*Goal of the exercise*
Repeat the whole listing exactly.

*Record extracts*
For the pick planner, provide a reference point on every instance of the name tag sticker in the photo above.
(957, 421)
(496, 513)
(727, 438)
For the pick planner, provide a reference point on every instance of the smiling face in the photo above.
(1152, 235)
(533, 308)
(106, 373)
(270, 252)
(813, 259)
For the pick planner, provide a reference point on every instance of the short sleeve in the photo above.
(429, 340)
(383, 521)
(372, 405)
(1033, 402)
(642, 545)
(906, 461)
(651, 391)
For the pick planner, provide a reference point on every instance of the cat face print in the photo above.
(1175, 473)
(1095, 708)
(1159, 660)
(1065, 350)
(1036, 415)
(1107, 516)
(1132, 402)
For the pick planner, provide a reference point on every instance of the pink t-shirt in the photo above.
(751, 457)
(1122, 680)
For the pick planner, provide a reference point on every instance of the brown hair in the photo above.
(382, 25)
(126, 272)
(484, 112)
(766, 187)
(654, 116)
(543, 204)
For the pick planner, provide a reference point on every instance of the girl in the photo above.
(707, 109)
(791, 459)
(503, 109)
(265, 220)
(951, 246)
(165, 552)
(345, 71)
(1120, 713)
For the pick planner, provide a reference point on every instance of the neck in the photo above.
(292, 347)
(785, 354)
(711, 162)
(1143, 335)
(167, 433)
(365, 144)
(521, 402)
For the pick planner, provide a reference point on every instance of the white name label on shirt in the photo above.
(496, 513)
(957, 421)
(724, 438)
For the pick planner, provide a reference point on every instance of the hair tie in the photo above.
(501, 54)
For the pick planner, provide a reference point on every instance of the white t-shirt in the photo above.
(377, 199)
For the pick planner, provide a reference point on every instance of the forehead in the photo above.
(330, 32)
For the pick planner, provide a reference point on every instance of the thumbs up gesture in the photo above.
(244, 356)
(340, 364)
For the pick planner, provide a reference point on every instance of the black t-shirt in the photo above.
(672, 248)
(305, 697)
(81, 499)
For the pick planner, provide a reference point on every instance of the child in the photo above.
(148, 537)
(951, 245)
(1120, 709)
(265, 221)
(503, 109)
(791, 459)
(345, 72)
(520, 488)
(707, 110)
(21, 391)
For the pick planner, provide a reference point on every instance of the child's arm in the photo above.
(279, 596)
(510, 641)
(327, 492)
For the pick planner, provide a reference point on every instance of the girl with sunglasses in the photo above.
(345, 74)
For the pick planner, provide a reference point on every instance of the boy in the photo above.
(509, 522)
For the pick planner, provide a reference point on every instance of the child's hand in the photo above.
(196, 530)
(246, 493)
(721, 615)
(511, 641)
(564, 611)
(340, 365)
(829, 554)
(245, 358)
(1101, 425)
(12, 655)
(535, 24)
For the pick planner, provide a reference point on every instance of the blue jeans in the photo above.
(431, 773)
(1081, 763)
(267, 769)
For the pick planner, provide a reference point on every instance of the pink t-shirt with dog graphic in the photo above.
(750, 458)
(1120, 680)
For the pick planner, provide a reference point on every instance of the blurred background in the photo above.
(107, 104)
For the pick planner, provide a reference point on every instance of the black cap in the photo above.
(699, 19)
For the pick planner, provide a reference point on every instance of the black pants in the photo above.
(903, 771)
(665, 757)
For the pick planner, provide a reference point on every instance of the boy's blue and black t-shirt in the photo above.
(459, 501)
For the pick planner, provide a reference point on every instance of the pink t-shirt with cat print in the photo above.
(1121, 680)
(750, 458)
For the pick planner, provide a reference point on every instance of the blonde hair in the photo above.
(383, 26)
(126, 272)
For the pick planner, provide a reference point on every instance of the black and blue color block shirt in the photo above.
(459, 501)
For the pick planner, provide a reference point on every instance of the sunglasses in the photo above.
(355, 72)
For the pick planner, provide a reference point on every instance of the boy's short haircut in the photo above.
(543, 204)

*Solution to this problem*
For the pick planner, provide a reference point on every instance of the name tag sticker in the photo above.
(957, 421)
(496, 513)
(727, 438)
For the pick planner, provide a reference point on every instance of the smiling face in the photo above.
(1152, 235)
(533, 308)
(106, 373)
(270, 252)
(813, 259)
For the pick planner, provide a reference point on every instance of the short sleeve in the photo above.
(429, 340)
(383, 521)
(372, 405)
(1033, 402)
(642, 545)
(906, 461)
(651, 391)
For the pick planner, provide a reference point on every instance of the cat face print in the photo above.
(1175, 473)
(1095, 708)
(1159, 660)
(1065, 350)
(1036, 415)
(1107, 516)
(1132, 402)
For the pick planner, provide a reference point on every instance of the pink t-shirt in the photo above.
(751, 457)
(1122, 680)
For the pick planner, provide a reference point on every instance of the brown hair in the photo above.
(382, 25)
(126, 272)
(484, 112)
(766, 187)
(654, 116)
(543, 204)
For the pick planner, provide a reference point on every instance of the girl in the photo above.
(707, 109)
(791, 459)
(503, 109)
(265, 220)
(951, 246)
(165, 552)
(345, 71)
(1120, 713)
For the pick planner, provide a reference point on every instance of the neck in the photo above.
(292, 347)
(785, 354)
(711, 162)
(1143, 335)
(167, 433)
(365, 144)
(521, 402)
For the pick planner, provide a reference point on every instance of the white name label on shirt in the photo above.
(496, 513)
(957, 421)
(724, 438)
For the pick planner, provide a reference point on every instance of the hair tie in the photo above.
(501, 54)
For the pick planner, provide a reference point on every instance of the white t-shirt in the photo above.
(377, 199)
For the pick planner, provide a reference point on every instance of the forehead in the photo above.
(330, 32)
For the pick planner, provide a reference point on every instance of the thumbs up gesture in the photo above.
(244, 356)
(340, 364)
For the pick planner, provide a reference point on every instance of the black t-shirt in the photo above.
(672, 248)
(305, 697)
(81, 499)
For the pick planner, provide a reference point on every instance of the child in the photo above.
(148, 537)
(951, 245)
(1120, 709)
(265, 221)
(503, 109)
(791, 459)
(345, 72)
(520, 488)
(707, 110)
(21, 391)
For the pick planner, provide a reference point on every instance of the child's arm in the photo above.
(279, 596)
(510, 641)
(327, 492)
For the pick planner, provide a reference point on every instance of the girl with sunglasses in the photo above.
(345, 74)
For the pick planner, provide a reference point on every instance of the boy in the photo above.
(509, 522)
For the pick planner, provide a reference point on every instance of the child's hand in the photo above.
(196, 530)
(246, 493)
(721, 615)
(511, 641)
(564, 611)
(340, 365)
(829, 554)
(245, 358)
(1101, 425)
(12, 655)
(535, 24)
For the pick planner, provide a reference point on every instance of the blue jeans in the photo above.
(431, 773)
(1081, 763)
(267, 769)
For the pick planner, provide a reference point on every instance of the pink t-shirt with dog graphic in the photo above.
(750, 458)
(1120, 680)
For the pick planner, provide a reference point on every instance of the blurred background in the photo above.
(107, 104)
For the pick planner, provide a reference point on every instance of the black cap in the photo above.
(699, 19)
For the pick planner, provide a reference point on every instance of the black pants in the photo above.
(903, 771)
(665, 757)
For the pick planner, provide a reference point on every instance of the boy's blue and black t-shirt in the photo above.
(459, 501)
For the pick planner, provide a reference point on every instance of the pink t-shirt with cat print in the photo above.
(1121, 680)
(750, 458)
For the pick planner, provide a reference point on every instance of the blonde hair in the photo above.
(383, 26)
(126, 272)
For the pick planner, provide a reference point on every instance of the black and blue color block shirt in the photo above.
(459, 501)
For the pick planner, provide a reference point on every instance of the sunglasses in the photo above.
(355, 72)
For the pick planner, provide a reference point on every instance of the boy's short haircut in the photo above.
(543, 204)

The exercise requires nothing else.